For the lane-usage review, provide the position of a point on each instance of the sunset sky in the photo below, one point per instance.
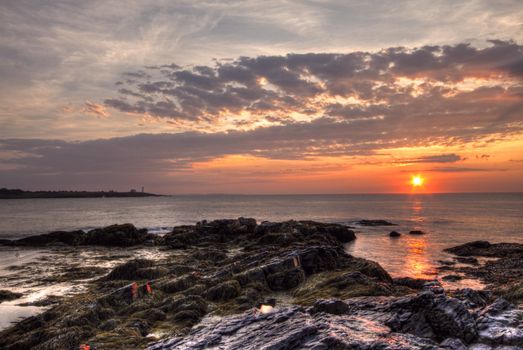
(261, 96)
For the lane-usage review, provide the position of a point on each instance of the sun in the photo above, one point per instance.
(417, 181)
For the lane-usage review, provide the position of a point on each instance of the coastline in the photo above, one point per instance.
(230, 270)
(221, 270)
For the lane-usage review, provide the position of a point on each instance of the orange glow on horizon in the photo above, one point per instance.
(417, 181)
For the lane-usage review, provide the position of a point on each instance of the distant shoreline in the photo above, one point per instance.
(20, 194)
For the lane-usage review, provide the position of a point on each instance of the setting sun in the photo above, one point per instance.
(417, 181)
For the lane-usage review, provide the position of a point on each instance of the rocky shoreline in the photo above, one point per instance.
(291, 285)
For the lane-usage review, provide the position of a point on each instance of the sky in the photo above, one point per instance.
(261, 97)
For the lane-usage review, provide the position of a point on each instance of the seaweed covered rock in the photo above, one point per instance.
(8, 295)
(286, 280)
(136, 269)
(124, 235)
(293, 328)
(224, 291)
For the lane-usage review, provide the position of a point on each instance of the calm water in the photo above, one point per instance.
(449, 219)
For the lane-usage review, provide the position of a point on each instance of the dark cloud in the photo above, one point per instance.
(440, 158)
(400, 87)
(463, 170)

------------------------------

Aim of the exercise:
Copy out the records above word for word, starting at the line that contains "of the dark" and ending with the last line of the records.

Solution for this task:
For the lane-usage review, provide the position of a point on each instance of the dark cloud in the photo above, one point per instance.
(440, 158)
(400, 87)
(463, 170)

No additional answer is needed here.